From first line to last, the records below are to be duplicated exactly.

::: Excerpted data :::

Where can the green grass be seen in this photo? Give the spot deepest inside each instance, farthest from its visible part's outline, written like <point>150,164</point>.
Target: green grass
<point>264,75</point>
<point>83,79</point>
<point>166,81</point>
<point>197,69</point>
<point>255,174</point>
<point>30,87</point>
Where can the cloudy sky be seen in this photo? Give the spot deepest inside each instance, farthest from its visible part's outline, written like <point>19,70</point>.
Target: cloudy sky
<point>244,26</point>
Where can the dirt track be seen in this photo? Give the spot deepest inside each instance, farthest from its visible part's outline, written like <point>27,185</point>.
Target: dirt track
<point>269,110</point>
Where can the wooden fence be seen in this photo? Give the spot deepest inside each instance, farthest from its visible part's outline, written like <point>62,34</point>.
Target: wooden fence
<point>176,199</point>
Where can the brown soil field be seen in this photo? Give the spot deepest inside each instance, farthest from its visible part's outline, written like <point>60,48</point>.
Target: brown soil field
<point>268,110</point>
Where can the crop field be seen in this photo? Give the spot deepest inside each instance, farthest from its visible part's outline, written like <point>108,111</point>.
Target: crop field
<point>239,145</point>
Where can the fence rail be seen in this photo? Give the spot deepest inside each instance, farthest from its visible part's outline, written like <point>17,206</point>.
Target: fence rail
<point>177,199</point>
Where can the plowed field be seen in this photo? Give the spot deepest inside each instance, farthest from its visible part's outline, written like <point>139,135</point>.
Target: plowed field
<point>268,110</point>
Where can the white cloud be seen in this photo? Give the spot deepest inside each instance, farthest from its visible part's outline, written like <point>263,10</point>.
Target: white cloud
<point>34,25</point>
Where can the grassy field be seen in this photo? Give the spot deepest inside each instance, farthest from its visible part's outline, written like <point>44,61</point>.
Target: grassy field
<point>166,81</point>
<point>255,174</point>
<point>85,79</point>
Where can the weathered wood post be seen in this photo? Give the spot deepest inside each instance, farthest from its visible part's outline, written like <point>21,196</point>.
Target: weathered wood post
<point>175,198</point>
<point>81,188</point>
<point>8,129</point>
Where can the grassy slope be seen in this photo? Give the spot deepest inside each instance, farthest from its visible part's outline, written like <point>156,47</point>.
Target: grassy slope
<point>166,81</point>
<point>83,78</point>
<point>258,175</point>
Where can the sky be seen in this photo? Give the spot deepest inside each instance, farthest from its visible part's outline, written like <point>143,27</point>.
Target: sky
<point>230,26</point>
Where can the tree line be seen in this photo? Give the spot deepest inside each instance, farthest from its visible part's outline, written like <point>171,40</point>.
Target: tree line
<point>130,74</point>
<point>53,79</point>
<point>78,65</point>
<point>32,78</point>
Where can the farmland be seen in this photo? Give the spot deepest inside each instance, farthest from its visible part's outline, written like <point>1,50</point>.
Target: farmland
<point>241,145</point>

:::

## Task response:
Where can the green grass be seen in this photo? Give the spot deepest inside each instance, farthest from its visible part's outline, written like <point>150,164</point>.
Target: green grass
<point>264,75</point>
<point>83,79</point>
<point>166,81</point>
<point>197,69</point>
<point>255,174</point>
<point>30,87</point>
Where can the cloudy sky be seen in this photo? Give the spot deepest inside each instance, farthest from its visible part's outline, written like <point>19,70</point>.
Target: cloudy sky
<point>244,26</point>
Where can the dirt track be seen in this photo? Give the spot deepest inside each instance, farthest from its visible part's outline, written like <point>27,185</point>.
Target: dirt track
<point>269,110</point>
Where can the wooden fence be seen in this photo? Give the spot deepest inside each instance, farthest from its visible part's outline, written like <point>62,34</point>.
Target: wooden fence
<point>176,199</point>
Where can the brown soil field be seen in this photo? Give the spot deepest inside each instance, farthest from its visible part's outline, written like <point>60,48</point>.
Target: brown soil field
<point>268,110</point>
Where can the crop field be seen in this photo? Give the spot deepest inside each instance, farthest from its visible part's outline, written like <point>108,111</point>.
Target: crop field
<point>239,145</point>
Where can the fence rail be seen in this photo? Give the spot deepest inside each instance, farthest from its visible part's outline, written like <point>17,206</point>.
Target: fence rail
<point>177,199</point>
Where can the plowed field be seen in this photo? Give the spot deepest inside each instance, farthest from its visible part's outline, written like <point>139,135</point>.
Target: plowed field
<point>268,110</point>
Where can the white cloud be seen in this photo? Give the spot deepest inside each instance, farthest from its visible part's outline, written like <point>263,10</point>.
Target: white cloud
<point>34,25</point>
Where can the grassy field be seen in this photo? Give the spot deepest inside each instance, farthest from its visible part's outline, written like <point>44,61</point>.
Target: grassy field
<point>166,81</point>
<point>255,174</point>
<point>85,79</point>
Where can the weathered wood post be seen in this photo? Give the spot deepest inside each instance, farthest from its visible part's outline, written like <point>21,196</point>.
Target: weathered wood post
<point>175,198</point>
<point>81,188</point>
<point>8,129</point>
Where can the grassy slope be seen in this photo? Give the spot deepest inside each instance, farthest from its visible part's outline, written like <point>156,47</point>.
Target: grassy slope
<point>166,81</point>
<point>83,78</point>
<point>258,175</point>
Where can the sky be seen in this photo? Give the spot deepest inside each instance, farthest from its visible part's outline, written like <point>143,27</point>.
Target: sky
<point>230,26</point>
Where can the tree line be seen in this photo? Give the spot deepest inside each instance, farthest from its visible part's outline, written like <point>171,40</point>.
Target: tree line
<point>130,74</point>
<point>53,79</point>
<point>78,65</point>
<point>32,78</point>
Where can the farmland be seen in this photo? Give the spot deepest inside each instance, farthest from its visible part's outline, written like <point>1,50</point>.
Target: farmland
<point>241,145</point>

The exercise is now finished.